Items listed in a dataset:
■ ■ ■ ■ ■ ■ ■

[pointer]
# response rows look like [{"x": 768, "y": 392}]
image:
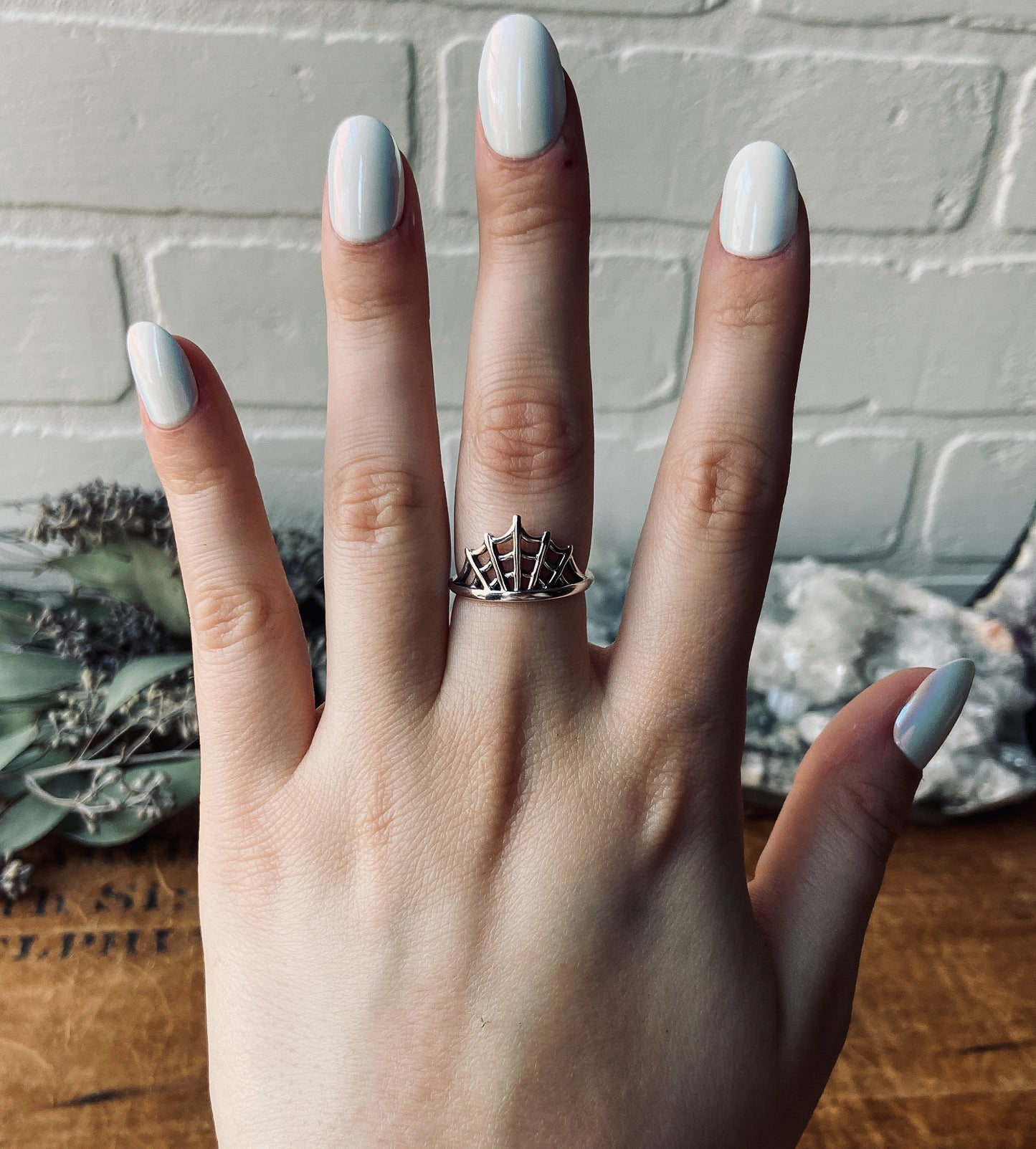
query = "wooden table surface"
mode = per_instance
[{"x": 103, "y": 1023}]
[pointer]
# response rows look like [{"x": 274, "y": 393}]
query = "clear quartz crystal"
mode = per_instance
[{"x": 827, "y": 632}]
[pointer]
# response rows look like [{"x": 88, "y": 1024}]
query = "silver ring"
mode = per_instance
[{"x": 518, "y": 567}]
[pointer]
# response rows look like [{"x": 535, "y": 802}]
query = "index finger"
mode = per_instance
[{"x": 702, "y": 566}]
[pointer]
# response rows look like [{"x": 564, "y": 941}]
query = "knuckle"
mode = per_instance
[
  {"x": 754, "y": 302},
  {"x": 531, "y": 437},
  {"x": 184, "y": 477},
  {"x": 369, "y": 300},
  {"x": 234, "y": 617},
  {"x": 527, "y": 211},
  {"x": 872, "y": 813},
  {"x": 373, "y": 501},
  {"x": 729, "y": 484}
]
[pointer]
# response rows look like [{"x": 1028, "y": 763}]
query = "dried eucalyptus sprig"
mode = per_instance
[
  {"x": 98, "y": 512},
  {"x": 98, "y": 720}
]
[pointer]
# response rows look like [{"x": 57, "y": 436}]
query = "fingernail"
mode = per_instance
[
  {"x": 521, "y": 87},
  {"x": 928, "y": 717},
  {"x": 162, "y": 373},
  {"x": 760, "y": 201},
  {"x": 365, "y": 179}
]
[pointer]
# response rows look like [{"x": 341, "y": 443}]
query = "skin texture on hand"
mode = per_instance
[{"x": 493, "y": 892}]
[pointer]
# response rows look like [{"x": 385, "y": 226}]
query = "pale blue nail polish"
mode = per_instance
[
  {"x": 162, "y": 373},
  {"x": 928, "y": 717}
]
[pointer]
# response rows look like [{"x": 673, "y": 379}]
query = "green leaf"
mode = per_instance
[
  {"x": 29, "y": 674},
  {"x": 26, "y": 821},
  {"x": 15, "y": 619},
  {"x": 108, "y": 568},
  {"x": 138, "y": 674},
  {"x": 123, "y": 826},
  {"x": 13, "y": 779},
  {"x": 11, "y": 745},
  {"x": 14, "y": 718},
  {"x": 137, "y": 571},
  {"x": 161, "y": 586}
]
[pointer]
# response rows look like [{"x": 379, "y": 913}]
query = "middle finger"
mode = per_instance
[{"x": 527, "y": 446}]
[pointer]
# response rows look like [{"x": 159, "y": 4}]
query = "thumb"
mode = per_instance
[{"x": 820, "y": 872}]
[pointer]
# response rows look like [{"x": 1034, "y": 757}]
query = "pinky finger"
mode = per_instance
[
  {"x": 821, "y": 870},
  {"x": 252, "y": 670}
]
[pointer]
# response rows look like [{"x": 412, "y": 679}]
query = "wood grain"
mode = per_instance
[{"x": 103, "y": 1009}]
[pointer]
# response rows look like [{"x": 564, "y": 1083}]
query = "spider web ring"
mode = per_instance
[{"x": 518, "y": 567}]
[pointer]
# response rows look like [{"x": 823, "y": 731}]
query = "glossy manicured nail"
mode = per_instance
[
  {"x": 162, "y": 373},
  {"x": 521, "y": 87},
  {"x": 365, "y": 179},
  {"x": 760, "y": 201},
  {"x": 929, "y": 715}
]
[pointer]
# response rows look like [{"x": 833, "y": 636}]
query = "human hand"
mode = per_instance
[{"x": 493, "y": 892}]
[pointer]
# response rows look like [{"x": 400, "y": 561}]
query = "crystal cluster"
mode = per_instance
[{"x": 827, "y": 632}]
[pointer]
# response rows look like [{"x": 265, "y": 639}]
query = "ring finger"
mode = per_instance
[{"x": 527, "y": 446}]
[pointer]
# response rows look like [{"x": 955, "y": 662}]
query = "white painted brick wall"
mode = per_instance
[{"x": 163, "y": 160}]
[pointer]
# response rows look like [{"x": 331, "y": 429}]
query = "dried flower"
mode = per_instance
[
  {"x": 303, "y": 558},
  {"x": 98, "y": 512},
  {"x": 14, "y": 878},
  {"x": 128, "y": 632}
]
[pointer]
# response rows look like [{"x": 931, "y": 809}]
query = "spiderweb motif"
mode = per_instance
[{"x": 519, "y": 561}]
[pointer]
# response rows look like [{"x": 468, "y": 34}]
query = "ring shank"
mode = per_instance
[{"x": 541, "y": 594}]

■ ■ ■ ■ ■ ■ ■

▶ Set exercise: Count the lines in the entries above that contain the string "hand", and reply with only the count.

▶ Expected answer: 2